TO BE DONE
Repeat every line of the material from the line containing "of the fallen" through the end of the material, both ends included, and shift every coordinate number by -147 while leaving all other text unchanged.

** start MATERIAL SUPPLIED **

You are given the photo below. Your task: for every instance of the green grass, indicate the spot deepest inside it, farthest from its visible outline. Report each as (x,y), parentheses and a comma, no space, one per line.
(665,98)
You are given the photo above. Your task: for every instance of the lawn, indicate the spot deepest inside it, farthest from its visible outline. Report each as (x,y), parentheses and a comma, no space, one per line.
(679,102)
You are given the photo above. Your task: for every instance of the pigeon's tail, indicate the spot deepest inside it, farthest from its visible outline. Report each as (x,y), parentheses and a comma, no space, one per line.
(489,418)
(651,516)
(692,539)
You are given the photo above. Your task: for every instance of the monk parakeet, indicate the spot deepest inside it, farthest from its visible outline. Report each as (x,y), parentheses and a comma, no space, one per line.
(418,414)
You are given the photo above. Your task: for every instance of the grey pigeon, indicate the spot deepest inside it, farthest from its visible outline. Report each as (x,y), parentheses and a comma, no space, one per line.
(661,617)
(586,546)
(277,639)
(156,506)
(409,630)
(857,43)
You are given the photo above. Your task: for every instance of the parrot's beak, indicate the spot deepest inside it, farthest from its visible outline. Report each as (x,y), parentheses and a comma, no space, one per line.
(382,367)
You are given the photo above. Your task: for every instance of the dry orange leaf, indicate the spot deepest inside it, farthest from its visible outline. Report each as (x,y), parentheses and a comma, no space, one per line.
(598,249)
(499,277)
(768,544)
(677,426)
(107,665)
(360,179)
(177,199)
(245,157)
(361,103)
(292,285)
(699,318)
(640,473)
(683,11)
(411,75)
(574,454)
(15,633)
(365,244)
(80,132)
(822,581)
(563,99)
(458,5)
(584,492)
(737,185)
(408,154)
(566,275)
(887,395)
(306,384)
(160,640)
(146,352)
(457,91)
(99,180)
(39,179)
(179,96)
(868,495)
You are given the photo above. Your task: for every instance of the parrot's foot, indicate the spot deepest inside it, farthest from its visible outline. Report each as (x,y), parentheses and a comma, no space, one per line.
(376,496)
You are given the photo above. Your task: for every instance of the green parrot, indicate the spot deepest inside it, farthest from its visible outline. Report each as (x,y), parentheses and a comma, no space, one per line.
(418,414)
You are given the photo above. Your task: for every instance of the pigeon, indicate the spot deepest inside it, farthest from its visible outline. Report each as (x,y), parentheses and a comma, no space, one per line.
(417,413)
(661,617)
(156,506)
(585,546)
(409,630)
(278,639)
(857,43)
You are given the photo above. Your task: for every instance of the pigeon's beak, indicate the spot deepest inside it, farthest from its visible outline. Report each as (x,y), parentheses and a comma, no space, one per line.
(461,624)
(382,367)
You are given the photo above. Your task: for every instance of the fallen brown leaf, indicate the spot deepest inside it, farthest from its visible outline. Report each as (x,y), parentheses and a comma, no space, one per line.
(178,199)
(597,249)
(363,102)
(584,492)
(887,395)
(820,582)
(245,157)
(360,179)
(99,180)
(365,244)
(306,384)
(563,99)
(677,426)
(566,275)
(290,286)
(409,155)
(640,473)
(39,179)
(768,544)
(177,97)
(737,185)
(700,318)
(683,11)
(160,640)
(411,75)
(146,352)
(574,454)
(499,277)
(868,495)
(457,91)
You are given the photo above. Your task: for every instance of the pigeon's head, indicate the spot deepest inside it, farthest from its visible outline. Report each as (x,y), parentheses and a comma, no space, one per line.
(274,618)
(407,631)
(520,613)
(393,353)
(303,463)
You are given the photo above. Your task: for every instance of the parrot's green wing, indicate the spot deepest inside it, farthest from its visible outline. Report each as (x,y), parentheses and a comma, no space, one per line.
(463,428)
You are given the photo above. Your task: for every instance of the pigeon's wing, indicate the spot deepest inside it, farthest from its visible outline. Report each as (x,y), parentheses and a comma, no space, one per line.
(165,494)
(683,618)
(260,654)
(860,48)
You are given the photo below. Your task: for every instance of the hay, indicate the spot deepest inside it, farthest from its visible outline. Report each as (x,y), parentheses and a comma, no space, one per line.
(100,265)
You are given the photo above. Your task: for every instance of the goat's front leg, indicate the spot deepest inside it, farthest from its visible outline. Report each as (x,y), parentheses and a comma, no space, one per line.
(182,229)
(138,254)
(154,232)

** end MATERIAL SUPPLIED **

THE RESPONSE
You are given the photo above. Your task: for every instance of the fallen brown leaf, indicate the spot deepest inside it, farthest from its visible outline. Report each as (x,y), parentheses and a comma, no space, one per line.
(31,52)
(450,102)
(216,-45)
(437,345)
(740,248)
(673,435)
(98,10)
(213,32)
(-48,33)
(218,97)
(159,237)
(416,-48)
(530,279)
(419,128)
(143,139)
(262,8)
(493,326)
(-108,32)
(621,397)
(30,-50)
(590,38)
(553,171)
(536,-136)
(13,493)
(264,-72)
(-1,205)
(427,307)
(352,130)
(721,348)
(310,-56)
You are given the photo above. Your task: for every instance of the pigeon's head, indicate the spot deepest inside it, farthest from its visible outline. Report each as (x,y), parentheses and a comma, no space, one per line.
(127,471)
(260,484)
(373,466)
(246,206)
(156,316)
You are given the photo above. Your task: for every instance of the parrot's green wing, indicate the spot deepest inside it, farthest from its visible outline. Report each as (x,y), parentheses and a comma, no space, one per line.
(316,281)
You are given the photo above. Your task: for every instance of the pigeon's wing, indicate the spot deepest inside it, farthest from its visible outline. Report each as (x,y), parentheses and a comma, no space, one per line.
(18,347)
(536,471)
(113,507)
(713,-99)
You are given the photo below. Your task: for every instance of the hay, indicate the spot deepest inside it, farthest from its visible outline. Report each as (x,y), parentheses and a comma, no space, one per line.
(-47,118)
You are given the photo above. Your task: for every instance of the goat's front leg, indicate the spot deepest inside it, farthest from its visible outline. Report each as (x,y), parentheses and a comma, no space, one per line.
(35,82)
(-9,107)
(7,85)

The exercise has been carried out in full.